Fragmento del documento:
APUNTES SOBRE UNA POSIBLE ESTÉTICA DE LA DESAPARICIÓN
FERRAN DESTEMPLE
Hoy en día todos nosotros estamos sometidos, consciente o inconscientemente, a diversos tipos de dictadura. Las hay obvias y las hay sutiles y, generalmente, todas ellas son rechazadas por la mayoría. Sin embargo algunas coexisten entre nosotros sin que seamos capaces de observarlas como tales, sin que podamos señalarlas con el dedo y al final acabamos aceptándolas con toda normalidad. Un caso paradigmático de este grupo sería la dictadura de la “visibilidad” que se ha convertido en un requisito imprescindible para nuestra supervivencia en la sociedad contemporánea.
Aún así, siempre se dan casos de artistas que han desarrollado su trabajo con el concepto antagónico, el concepto de desaparición, y que han situado su vida o su obra en los límites de la visibilidad: Los hay que han sido personajes esquivos (caso ejemplar el de J. D. Salinger pero también el del mallorquín Miquel Bauçà), otros que la han tratado como un hecho físico (el deterioro del material en el caso de W. Basinski o el borrado y la velocidad en Aram Slobodian), y algunos más que han llevado la desaparición hasta el último extremo (tal sería el caso del poeta dadaísta Arthur Cravan).
Todos estos serían casos posibles en un hipotético catálogo de estetas de la desaparición. Sin embargo en este artículo nos centraremos en el caso, bastante conocido por cierto, del escritor suizo Robert Walser. Robert Walser vivió durante la primera mitad del siglo XX, llegando a conseguir un cierto reconocimiento, un cierto éxito literario. Pero aún así, siempre vivió de una forma un tanto desordenada y adoptó para con sus conciudadanos una actitud vital un tanto descreída, un tanto distante que le fue perturbando progresivamente. Ya desde 1929 empezó a sufrir episodios de alucinaciones, ataques de ansiedad y miedos nocturnos y en 1933, a la edad de 55 años, decidió ingresar voluntariamente en un sanatorio psiquiátrico de la ciudad de Herisau donde falleció en la navidad de 1956.
Siempre se había creído que al ingresar en el sanatorio Walser había dejado la escritura definitivamente, que su exilio personal también lo era artístico y que únicamente se dedicaba al noble arte del paseo. Sin embargo el escritor suizo no pudo o no quiso dejar de hacerlo y continuó escribiendo centenares de pequeños fragmentos sobre cualquier tema o suceso que le despertara la curiosidad. Estos fragmentos escritos, generalmente a lápiz, lo están sobre hojas de papel que iba guardando sin ningún orden conocido. No importaba el tema, no importaba la secuencia, lo único importante era el hecho de escribir, escribir compulsivamente, sin un fin preestablecido, sin objetivo. Es entonces, en estos textos donde su escritura comenzó a sufrir algunas mutaciones físicas: empezó a utilizar algunas abreviaciones que solo él entendía, su letra fue disminuyendo de tamaño y cada vez se hizo más compacta. Tanto implosionó su grafía que la lectura de sus textos se hizo prácticamente imposible ya que se convirtió en una masa indescifrable parecida a la resultante de un sismógrafo emocional que registrara los impulsos incontenibles del escritor.

Datos proporcionados:
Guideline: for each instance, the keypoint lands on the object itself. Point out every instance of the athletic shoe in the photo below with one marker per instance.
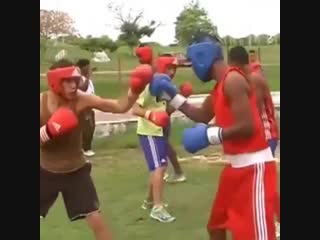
(176, 178)
(277, 230)
(89, 153)
(148, 205)
(165, 177)
(161, 214)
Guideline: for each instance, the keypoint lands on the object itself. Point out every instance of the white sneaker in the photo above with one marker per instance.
(89, 153)
(176, 178)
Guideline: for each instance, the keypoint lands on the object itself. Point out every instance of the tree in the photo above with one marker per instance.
(191, 20)
(53, 24)
(131, 30)
(97, 44)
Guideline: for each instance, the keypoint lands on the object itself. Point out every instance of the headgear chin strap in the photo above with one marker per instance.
(162, 63)
(56, 76)
(144, 54)
(203, 55)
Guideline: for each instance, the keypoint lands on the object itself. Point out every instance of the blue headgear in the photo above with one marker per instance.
(203, 54)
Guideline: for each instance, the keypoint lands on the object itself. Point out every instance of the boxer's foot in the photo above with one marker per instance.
(89, 153)
(175, 178)
(161, 214)
(148, 205)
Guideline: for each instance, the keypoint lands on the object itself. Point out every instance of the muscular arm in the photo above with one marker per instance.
(120, 105)
(237, 90)
(261, 89)
(138, 110)
(83, 86)
(202, 113)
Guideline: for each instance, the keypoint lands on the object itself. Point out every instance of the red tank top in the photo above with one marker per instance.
(225, 119)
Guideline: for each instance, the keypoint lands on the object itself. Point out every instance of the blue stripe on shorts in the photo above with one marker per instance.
(155, 151)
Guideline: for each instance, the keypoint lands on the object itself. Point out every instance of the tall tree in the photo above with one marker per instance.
(191, 20)
(53, 24)
(131, 30)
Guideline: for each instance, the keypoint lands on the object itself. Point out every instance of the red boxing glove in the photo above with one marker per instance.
(62, 121)
(186, 89)
(160, 119)
(140, 77)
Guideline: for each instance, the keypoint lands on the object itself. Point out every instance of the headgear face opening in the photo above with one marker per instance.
(56, 76)
(144, 54)
(163, 63)
(203, 56)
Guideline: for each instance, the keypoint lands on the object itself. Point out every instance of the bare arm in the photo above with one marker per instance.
(83, 85)
(203, 113)
(237, 90)
(138, 110)
(41, 102)
(121, 105)
(261, 89)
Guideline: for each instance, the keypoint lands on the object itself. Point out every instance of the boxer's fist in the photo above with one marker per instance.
(61, 122)
(201, 136)
(140, 77)
(162, 87)
(186, 89)
(160, 119)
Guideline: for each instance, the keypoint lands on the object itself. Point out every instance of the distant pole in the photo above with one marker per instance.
(119, 73)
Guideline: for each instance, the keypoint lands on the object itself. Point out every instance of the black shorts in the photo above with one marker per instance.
(77, 189)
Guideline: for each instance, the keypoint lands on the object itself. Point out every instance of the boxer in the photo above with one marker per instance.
(144, 54)
(267, 113)
(63, 168)
(251, 176)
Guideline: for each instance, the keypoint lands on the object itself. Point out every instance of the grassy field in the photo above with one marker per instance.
(120, 175)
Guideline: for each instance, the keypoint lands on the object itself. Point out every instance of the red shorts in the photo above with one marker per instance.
(245, 202)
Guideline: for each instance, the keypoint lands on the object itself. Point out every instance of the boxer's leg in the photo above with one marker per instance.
(81, 201)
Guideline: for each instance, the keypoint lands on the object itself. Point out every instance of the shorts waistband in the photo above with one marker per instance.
(247, 159)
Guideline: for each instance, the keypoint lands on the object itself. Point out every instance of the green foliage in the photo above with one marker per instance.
(96, 44)
(131, 32)
(190, 21)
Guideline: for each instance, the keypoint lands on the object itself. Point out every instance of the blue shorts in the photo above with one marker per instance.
(273, 143)
(155, 151)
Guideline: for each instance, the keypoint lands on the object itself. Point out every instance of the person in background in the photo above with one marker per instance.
(88, 120)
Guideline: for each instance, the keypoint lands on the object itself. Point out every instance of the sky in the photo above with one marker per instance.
(237, 18)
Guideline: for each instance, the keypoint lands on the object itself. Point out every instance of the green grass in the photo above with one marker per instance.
(120, 176)
(269, 54)
(108, 85)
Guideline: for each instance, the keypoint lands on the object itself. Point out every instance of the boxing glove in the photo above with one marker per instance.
(160, 119)
(201, 136)
(140, 77)
(61, 122)
(162, 87)
(186, 89)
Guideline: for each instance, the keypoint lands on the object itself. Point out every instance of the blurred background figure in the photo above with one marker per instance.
(88, 121)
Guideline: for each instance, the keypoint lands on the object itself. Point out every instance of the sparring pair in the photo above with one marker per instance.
(247, 190)
(63, 168)
(153, 131)
(145, 55)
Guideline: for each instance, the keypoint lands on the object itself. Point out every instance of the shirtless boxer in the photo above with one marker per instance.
(63, 168)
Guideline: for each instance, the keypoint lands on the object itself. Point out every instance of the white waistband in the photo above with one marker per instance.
(247, 159)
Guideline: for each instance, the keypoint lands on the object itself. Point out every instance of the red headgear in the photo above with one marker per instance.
(255, 67)
(163, 62)
(144, 54)
(56, 76)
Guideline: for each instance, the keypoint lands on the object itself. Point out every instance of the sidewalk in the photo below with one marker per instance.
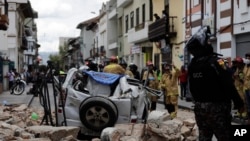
(7, 98)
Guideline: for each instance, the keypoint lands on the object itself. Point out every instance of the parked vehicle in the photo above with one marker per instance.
(86, 101)
(19, 86)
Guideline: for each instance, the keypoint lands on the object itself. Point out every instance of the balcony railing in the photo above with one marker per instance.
(162, 29)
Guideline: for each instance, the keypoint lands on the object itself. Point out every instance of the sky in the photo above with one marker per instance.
(59, 18)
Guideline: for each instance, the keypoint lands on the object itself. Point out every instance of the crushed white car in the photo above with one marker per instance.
(96, 100)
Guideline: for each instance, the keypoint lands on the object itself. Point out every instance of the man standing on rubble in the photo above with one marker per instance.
(212, 88)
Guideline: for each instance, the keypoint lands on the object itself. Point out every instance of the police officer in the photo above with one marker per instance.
(239, 84)
(150, 79)
(212, 88)
(246, 88)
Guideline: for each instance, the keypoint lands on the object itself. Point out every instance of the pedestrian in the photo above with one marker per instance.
(212, 89)
(11, 77)
(114, 67)
(169, 85)
(182, 81)
(134, 69)
(239, 83)
(246, 87)
(150, 79)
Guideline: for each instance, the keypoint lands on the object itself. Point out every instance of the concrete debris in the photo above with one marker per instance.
(17, 124)
(20, 123)
(159, 127)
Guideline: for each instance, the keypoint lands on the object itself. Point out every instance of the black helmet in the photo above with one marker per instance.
(198, 44)
(123, 63)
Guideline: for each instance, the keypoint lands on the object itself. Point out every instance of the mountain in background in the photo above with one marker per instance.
(45, 56)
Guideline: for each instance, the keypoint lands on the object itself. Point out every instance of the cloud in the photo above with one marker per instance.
(59, 18)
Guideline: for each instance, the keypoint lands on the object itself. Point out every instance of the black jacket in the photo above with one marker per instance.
(210, 81)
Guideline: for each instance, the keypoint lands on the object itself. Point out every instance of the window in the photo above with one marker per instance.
(143, 13)
(196, 2)
(120, 27)
(126, 24)
(243, 6)
(137, 16)
(132, 19)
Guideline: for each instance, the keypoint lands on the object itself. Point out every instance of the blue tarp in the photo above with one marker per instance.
(103, 78)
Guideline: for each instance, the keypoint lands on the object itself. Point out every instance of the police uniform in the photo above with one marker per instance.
(152, 82)
(239, 84)
(212, 88)
(246, 87)
(169, 84)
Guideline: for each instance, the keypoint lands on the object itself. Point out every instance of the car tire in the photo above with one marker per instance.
(97, 113)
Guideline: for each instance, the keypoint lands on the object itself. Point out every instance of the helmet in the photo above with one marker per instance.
(123, 63)
(247, 55)
(198, 45)
(149, 63)
(238, 60)
(113, 59)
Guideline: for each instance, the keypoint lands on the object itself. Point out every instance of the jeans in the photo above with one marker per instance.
(183, 89)
(247, 97)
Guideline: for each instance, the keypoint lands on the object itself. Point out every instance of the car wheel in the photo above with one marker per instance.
(18, 90)
(97, 113)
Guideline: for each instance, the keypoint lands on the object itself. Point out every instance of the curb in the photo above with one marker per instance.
(30, 100)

Objetivo 1: Enumera los artistas que el ensayo sobre la estética de la desaparición presenta como ejemplos antes de centrarse en Robert Walser.
Objetivo 2: Prolonga el ensayo sobre la estética de la desaparición a partir de su última oración.

Respuesta correcta 1: J. D. Salinger, Miquel Bauçà, W. Basinski, Aram Slobodian y Arthur Cravan.

Respuesta correcta 2:
Llegados a este extremo nos preguntamos sobre el mérito artístico de los trabajos de Robert Walser. Sin duda sus escritos tienen un valor literario indudable y con el tiempo sus obras se han ido reeditando y adquiriendo un gran prestigio. Sin embargo, ¿no es también esa tendencia hacia lo mínimo, hacia lo microscópico, hacia ese deseo incontenible de desaparición una obra artística? ¿No es también una obra de arte, la acción de negarse, ese nihilismo implícito que podemos deducir de su actitud respecto de la escritura? En definitiva, ¿no se desplazaría su arte desde la literatura hacia la escritura, desde lo mayúsculo a lo minúsculo, desde el contenido y la forma a la acción, desde la existencia hacia la disolución?
Actualmente podemos ver los microgramas de Robert Walser, incluso leerlos ya que están disponibles, también en castellano, en una edición de Siruela. Pero sin embargo, lo que nos ha estado negado es observar cómo el escritor ejerció ese acto de disolución en su escritura, cómo se liberó del “tedio de la pluma”, como disciplinó su mano para ir desapareciendo poco a poco. Todo ello nos ha sido negado por el implacable paso del tiempo que establece los acontecimientos en el espacio. Pero en un ejercicio anacrónico sí podemos utilizar otra obra artística para, implícita e indirectamente, observar el deseo irracional, fuera del sentido, que significa ese acto de extinción.
Como crédulos voyeurs podemos observar a escondidas ese ansia de implosión de la escritura, ese hecho físico de deseo de desaparición en el caso verídico de Emma Hauck y en la realización de la ficción que hicieron los hermanos Quay en el cortometraje “In absentia”. No viene a cuento explicar quienes son los hermanos Quay ni lo amplio e interesante de su obra que abarca desde la ilustración hasta la realización cinematográfica. En este cortometraje filmado en un magnífico blanco y negro, no se relata que Emma Hauk pasó los últimos once años de su vida en un sanatorio ni las vicisitudes personales de su vida, simplemente se filma como escribe compulsivamente (implosionando también su escritura en el espacio y en el tiempo) cartas a su difunto marido, todas ellas compuestas por una única frase que repite compulsivamente una y otra vez “Cariño, ven”. Los autores han prescindido de los elementos biográficos para buscar una forma de expresión visual que nos introduzca en la demencia, en ese acto artístico que no se encuentra en lo que dicen las grafías, sino en el acto mismo de escribir.
La interpretación fílmica de los Hermanos Quay del caso verídico de Emma Hauck (aunque antagónico al deseo consciente de desaparición en la escritura que ejecutó Robert Walser) nos sirve para acercarnos a ese deseo de disolución, al acto físico de negación de la literatura para adentrarnos irremediablemente en el terreno escurridizo de la escritura.